Records from a collection:
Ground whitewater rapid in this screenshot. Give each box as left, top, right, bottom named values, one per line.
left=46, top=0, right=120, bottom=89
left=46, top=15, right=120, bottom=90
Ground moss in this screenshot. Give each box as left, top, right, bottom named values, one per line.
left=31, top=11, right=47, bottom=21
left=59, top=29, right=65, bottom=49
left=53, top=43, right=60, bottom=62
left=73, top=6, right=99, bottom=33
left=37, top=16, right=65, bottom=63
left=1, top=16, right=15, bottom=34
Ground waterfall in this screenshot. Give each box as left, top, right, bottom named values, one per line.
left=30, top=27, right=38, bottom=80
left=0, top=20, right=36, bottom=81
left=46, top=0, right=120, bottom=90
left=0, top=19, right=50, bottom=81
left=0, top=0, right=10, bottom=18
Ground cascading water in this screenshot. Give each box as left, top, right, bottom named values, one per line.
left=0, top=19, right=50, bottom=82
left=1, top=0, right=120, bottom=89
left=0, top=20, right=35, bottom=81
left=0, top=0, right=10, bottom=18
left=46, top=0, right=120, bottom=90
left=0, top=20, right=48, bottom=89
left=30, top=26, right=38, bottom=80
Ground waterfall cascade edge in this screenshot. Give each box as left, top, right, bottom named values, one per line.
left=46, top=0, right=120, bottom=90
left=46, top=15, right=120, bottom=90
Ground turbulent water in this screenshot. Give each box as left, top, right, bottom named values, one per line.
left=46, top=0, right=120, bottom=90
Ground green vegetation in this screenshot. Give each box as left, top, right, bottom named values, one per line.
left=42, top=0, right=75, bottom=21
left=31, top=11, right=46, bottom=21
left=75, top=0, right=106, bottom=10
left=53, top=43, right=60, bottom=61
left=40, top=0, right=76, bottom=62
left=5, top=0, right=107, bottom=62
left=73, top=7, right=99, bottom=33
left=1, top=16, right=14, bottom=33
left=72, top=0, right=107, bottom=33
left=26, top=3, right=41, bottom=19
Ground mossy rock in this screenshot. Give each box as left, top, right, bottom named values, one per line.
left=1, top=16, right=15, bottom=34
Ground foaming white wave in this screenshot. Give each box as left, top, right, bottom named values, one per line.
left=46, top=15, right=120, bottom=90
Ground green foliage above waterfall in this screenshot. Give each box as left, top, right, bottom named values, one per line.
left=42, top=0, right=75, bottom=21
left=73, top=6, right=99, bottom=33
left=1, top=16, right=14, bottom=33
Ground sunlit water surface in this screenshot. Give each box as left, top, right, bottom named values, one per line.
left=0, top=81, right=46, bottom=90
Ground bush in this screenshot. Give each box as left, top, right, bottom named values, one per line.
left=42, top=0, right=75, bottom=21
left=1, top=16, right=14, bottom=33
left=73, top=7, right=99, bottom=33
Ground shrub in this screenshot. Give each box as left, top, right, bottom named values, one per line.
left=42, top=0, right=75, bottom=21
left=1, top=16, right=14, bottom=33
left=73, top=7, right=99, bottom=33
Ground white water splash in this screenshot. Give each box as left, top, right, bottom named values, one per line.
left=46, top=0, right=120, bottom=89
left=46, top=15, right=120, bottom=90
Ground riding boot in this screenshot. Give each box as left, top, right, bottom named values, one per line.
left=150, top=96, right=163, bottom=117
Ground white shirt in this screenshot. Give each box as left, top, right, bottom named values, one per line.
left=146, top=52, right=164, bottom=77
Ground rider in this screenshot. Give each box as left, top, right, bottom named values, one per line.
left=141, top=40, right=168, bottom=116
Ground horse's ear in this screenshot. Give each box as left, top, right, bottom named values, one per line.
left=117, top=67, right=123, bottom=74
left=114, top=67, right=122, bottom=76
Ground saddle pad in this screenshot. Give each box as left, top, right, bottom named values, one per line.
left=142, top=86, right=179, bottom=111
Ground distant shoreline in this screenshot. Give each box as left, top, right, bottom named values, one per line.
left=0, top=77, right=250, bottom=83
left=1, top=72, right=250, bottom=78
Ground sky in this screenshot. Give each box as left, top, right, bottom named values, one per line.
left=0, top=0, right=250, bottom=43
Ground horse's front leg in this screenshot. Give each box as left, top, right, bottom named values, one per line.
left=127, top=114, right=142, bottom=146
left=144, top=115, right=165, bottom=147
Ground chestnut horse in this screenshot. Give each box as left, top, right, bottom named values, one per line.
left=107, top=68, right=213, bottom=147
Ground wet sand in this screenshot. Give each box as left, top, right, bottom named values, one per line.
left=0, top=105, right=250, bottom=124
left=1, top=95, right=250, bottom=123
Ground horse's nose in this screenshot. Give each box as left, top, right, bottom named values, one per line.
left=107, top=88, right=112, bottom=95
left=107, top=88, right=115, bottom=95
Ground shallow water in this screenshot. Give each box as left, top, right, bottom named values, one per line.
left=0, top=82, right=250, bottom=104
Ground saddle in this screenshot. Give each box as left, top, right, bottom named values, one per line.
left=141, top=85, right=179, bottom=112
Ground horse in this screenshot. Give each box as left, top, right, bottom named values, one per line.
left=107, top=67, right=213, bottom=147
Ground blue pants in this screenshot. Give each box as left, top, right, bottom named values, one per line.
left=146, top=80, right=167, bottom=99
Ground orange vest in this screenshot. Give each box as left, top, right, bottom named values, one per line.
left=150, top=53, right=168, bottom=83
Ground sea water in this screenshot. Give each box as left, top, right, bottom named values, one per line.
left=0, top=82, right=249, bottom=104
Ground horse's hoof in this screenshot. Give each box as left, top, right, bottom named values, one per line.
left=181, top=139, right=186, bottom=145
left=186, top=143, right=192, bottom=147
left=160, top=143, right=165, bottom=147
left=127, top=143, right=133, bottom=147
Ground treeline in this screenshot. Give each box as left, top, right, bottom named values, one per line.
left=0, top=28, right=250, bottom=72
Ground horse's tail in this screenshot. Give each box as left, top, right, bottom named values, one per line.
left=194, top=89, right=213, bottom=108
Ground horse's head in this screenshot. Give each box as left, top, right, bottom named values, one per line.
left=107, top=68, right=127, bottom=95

#### Instructions for the task
Repeat precisely the lines of the data starting at the one containing "Ground horse's head", last line included.

#### Your solution
Ground horse's head in this screenshot. Give each box as left, top, right, bottom named values, one per line.
left=107, top=68, right=127, bottom=95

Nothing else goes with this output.